━━ Source excerpt ━━
Essential tools to enhance your workflow

What is a team knowledge wiki?

A team knowledge wiki is basically your company's brain, all packaged up in one searchable place. These apps bring together SOPs, onboarding docs, process guides, random tribal knowledge that usually lives in someone's head, and all the other stuff your team needs to actually get work done without pinging three different people on Slack.

Think of it this way: instead of hunting through old email threads, scrolling back six months in chat, or interrupting coworkers who are deep in focus mode, you've got everything documented and ready to go. New hire starts Monday? Send them the wiki link. Forgot how to file an expense report? Check the wiki. Need to know who approves what? Wiki's got you.

An SOP (standard operating procedures, for those who haven't worked in a place that loves acronyms) fits perfectly into these systems. Same with training materials, department handbooks, meeting notes that actually matter, project retrospectives, and those "how we do things here" guides that make the difference between a smooth first week and a chaotic one.

The best team wiki apps make all this stupidly easy to find. We're talking AI-powered search that understands questions like "where do I find the design files for the rebrand," not just keyword matching. Some even let you ask questions in plain English and pull answers from across your entire knowledge base, which honestly feels like magic when you're used to digging through folders.

What we focused on for this list: tools that teams actually want to use (not another dusty sharepoint that everyone avoids), search that doesn't suck, collaboration features that make sense, and ways to keep docs from going stale after three months when everyone forgets they exist.

How we picked these team wiki apps

Look, there's about a million "knowledge management" tools out there, and half of them are just glorified note apps with a team plan tacked on. We picked these six because they actually solve the problems teams run into when trying to centralize information.
━━━
━━ Material ━━
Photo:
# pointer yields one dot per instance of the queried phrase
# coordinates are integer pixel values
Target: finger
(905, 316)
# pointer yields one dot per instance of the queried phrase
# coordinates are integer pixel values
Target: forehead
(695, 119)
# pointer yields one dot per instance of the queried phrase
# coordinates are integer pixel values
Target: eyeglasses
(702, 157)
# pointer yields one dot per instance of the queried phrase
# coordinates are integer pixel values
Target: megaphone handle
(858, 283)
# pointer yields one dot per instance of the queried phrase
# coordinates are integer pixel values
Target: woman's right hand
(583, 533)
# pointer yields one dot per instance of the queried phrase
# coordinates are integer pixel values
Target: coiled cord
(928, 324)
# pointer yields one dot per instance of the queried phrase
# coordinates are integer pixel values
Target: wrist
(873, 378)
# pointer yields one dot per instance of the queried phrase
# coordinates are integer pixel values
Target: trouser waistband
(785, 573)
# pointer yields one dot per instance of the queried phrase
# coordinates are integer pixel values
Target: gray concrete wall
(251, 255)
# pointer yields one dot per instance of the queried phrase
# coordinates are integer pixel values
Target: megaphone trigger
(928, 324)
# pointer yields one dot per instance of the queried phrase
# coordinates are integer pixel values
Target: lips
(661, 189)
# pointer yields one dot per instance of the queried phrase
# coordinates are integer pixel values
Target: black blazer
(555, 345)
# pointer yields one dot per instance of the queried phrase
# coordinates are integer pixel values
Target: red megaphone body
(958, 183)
━━━
━━ Material ━━
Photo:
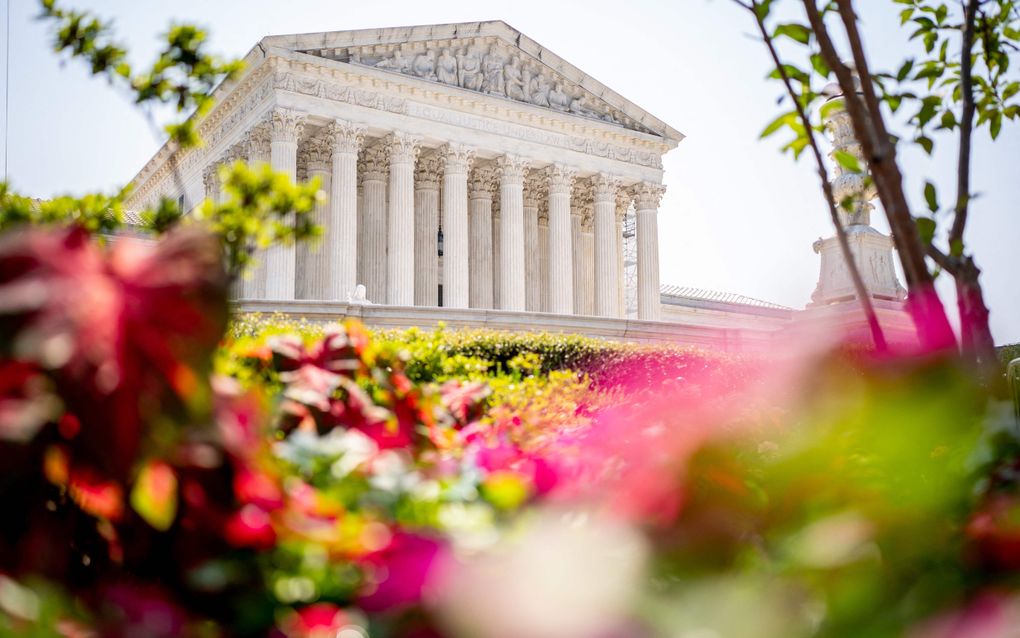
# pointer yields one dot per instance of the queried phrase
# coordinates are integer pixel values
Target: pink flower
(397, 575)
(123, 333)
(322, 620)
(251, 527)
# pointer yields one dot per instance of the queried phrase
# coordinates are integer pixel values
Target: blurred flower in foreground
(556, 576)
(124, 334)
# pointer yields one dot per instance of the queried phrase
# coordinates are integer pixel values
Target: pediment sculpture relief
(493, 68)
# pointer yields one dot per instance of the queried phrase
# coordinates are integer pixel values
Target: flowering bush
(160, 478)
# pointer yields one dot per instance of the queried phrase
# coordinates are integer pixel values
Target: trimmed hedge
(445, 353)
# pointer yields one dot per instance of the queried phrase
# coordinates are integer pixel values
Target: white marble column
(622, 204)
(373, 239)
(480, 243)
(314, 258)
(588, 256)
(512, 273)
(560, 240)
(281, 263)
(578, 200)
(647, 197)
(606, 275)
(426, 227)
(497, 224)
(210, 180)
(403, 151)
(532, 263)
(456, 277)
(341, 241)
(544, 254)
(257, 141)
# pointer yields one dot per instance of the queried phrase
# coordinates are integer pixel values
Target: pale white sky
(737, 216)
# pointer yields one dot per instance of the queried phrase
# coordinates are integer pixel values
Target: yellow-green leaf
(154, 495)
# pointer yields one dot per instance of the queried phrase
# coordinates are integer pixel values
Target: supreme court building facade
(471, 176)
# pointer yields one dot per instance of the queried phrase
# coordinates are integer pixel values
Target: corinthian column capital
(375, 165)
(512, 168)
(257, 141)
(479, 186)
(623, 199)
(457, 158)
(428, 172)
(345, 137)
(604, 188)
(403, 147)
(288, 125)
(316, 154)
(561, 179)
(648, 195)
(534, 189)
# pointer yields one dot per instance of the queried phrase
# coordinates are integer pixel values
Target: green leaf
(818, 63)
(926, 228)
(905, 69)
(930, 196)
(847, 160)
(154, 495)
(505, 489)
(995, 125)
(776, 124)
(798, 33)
━━━
━━ Material ━━
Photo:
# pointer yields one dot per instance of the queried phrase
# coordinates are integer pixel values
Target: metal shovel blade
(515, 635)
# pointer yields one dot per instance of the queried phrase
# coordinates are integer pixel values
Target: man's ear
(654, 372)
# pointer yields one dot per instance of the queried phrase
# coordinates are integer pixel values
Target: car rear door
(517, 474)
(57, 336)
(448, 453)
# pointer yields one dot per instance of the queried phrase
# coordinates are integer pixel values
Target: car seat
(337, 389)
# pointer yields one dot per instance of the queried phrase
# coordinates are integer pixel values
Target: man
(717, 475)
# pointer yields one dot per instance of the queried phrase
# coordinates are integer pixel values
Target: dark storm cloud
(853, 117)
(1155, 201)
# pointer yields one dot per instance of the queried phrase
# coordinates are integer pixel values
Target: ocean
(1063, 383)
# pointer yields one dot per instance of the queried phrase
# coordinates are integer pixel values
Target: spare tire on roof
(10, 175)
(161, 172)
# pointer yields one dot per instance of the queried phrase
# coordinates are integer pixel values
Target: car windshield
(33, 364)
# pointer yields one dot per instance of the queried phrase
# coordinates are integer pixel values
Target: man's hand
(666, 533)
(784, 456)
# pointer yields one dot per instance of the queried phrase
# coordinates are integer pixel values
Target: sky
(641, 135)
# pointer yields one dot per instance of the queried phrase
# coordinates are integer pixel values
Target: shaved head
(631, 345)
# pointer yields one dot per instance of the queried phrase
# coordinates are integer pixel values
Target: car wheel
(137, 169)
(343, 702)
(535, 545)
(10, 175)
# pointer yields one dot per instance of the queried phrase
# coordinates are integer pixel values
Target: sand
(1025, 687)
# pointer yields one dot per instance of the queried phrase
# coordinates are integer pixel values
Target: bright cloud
━━━
Update the section of the team knowledge wiki text starting at "An SOP (standard" and ending at "digging through folders.", changing "stupidly" to "remarkably". The data above is separate from the text and stands on its own.

*Solution for this task:*
An SOP (standard operating procedures, for those who haven't worked in a place that loves acronyms) fits perfectly into these systems. Same with training materials, department handbooks, meeting notes that actually matter, project retrospectives, and those "how we do things here" guides that make the difference between a smooth first week and a chaotic one.

The best team wiki apps make all this remarkably easy to find. We're talking AI-powered search that understands questions like "where do I find the design files for the rebrand," not just keyword matching. Some even let you ask questions in plain English and pull answers from across your entire knowledge base, which honestly feels like magic when you're used to digging through folders.